Task directions |
Translate this sentence from the text on the bottom view of a binary tree into Spanish: "BFS ensures we process level by level — map[hd] is always overwritten by deeper nodes."

Level-order traversal with horizontal distance (HD): root=0, left child=HD−1, right child=HD+1. For each HD, the LAST node seen at that HD (deepest level) is the bottom view.

Algorithm

  1. 1BFS with (node, HD) pairs. HashMap: HD → last seen node value.
  2. 2Process each (node, hd): map[hd] = node.val (overwrite — last wins).
  3. 3Enqueue (left, hd−1) and (right, hd+1) if non-null.
  4. 4Return map values sorted by HD.

Example Walkthrough

Input: Tree: 20(root), left=8[left=5,right=3], right=22[right=25], 3 has left=10,right=14

  1. 1.HD: 5→-2, 8→-1, 10→0, 20→0, 3→0, 14→1, 22→1, 25→2. Bottom: 5,10,3,14,25.

Output: [5,10,3,14,25]

Common Pitfalls

  • BFS ensures we process level by level — map[hd] is always overwritten by deeper nodes.
Bottom View of Binary Tree.java
Java
// Approach: BFS with horizontal distance tracking. For each node record its HD.
// The last node seen at each HD in level-order gives the bottom view.

Supplied material |
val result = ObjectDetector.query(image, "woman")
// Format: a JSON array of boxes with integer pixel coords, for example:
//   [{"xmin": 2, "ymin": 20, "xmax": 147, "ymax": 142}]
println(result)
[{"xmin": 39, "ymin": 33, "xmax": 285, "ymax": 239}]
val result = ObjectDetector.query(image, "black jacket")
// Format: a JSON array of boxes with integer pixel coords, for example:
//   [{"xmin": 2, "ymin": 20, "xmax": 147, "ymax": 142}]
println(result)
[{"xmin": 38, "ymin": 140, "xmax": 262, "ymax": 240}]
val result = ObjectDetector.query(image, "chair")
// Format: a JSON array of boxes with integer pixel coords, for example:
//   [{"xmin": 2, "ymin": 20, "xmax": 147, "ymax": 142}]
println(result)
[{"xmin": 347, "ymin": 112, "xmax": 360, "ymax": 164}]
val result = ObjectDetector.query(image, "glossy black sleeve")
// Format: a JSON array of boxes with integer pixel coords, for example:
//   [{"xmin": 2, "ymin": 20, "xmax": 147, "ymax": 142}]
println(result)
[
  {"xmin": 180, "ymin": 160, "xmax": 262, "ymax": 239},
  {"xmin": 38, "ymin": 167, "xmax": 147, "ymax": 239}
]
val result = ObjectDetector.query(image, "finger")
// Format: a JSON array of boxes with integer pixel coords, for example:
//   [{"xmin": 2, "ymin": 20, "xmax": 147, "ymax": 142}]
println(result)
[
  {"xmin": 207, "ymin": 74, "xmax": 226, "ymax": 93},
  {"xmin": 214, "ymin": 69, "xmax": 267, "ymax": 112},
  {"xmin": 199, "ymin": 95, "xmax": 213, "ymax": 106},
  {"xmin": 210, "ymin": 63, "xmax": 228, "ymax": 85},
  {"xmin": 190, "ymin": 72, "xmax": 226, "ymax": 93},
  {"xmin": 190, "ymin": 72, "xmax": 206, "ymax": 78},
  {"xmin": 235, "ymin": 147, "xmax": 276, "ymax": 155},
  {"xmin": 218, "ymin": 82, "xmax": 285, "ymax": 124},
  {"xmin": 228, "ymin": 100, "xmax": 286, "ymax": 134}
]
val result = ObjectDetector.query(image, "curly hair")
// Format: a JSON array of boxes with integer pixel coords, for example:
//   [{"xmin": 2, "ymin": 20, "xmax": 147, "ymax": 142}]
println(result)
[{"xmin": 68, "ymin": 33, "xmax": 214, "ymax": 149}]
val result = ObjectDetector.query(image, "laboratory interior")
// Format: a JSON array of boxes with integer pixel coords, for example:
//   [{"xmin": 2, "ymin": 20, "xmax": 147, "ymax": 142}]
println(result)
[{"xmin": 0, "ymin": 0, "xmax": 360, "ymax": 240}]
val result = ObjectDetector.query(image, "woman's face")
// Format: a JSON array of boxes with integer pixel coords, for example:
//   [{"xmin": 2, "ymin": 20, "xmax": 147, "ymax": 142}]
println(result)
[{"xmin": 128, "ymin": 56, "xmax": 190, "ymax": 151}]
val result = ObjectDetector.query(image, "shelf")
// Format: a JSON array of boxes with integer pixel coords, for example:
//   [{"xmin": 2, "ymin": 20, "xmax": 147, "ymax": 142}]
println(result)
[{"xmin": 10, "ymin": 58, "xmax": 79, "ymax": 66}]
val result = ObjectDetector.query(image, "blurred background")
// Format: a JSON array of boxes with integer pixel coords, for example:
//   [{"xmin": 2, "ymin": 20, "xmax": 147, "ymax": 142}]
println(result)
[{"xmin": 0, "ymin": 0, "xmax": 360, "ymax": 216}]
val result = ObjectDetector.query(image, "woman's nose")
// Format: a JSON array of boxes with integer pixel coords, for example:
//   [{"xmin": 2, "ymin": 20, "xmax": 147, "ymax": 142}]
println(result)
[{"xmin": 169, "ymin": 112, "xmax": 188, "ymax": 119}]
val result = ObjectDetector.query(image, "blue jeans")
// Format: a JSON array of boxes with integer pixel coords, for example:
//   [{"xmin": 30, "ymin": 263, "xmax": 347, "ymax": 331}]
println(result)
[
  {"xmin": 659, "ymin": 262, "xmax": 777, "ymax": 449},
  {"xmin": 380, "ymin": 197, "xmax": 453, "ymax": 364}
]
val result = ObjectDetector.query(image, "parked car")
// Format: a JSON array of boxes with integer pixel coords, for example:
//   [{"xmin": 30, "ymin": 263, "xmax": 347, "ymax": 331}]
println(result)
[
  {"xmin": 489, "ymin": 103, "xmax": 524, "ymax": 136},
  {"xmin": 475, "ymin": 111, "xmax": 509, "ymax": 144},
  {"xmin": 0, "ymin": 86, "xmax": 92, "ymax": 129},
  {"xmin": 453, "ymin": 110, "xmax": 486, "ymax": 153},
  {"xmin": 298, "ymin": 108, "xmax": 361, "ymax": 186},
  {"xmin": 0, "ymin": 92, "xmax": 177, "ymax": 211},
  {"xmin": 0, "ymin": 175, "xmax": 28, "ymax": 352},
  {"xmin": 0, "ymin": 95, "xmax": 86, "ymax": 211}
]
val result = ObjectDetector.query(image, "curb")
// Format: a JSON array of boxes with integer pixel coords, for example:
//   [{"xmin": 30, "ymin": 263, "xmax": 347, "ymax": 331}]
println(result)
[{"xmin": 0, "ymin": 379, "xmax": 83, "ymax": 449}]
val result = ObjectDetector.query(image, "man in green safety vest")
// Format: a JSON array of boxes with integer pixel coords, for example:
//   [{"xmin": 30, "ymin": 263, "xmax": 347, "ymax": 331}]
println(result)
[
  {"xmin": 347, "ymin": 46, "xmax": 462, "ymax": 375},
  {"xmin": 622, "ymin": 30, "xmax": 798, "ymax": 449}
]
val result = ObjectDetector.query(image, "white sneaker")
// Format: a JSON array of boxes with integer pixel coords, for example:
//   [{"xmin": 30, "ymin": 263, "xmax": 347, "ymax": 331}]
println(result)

Answer for this exercise |
BFS garantiza que procesemos nivel por nivel: map[hd] siempre se sobrescribe con los nodos más profundos.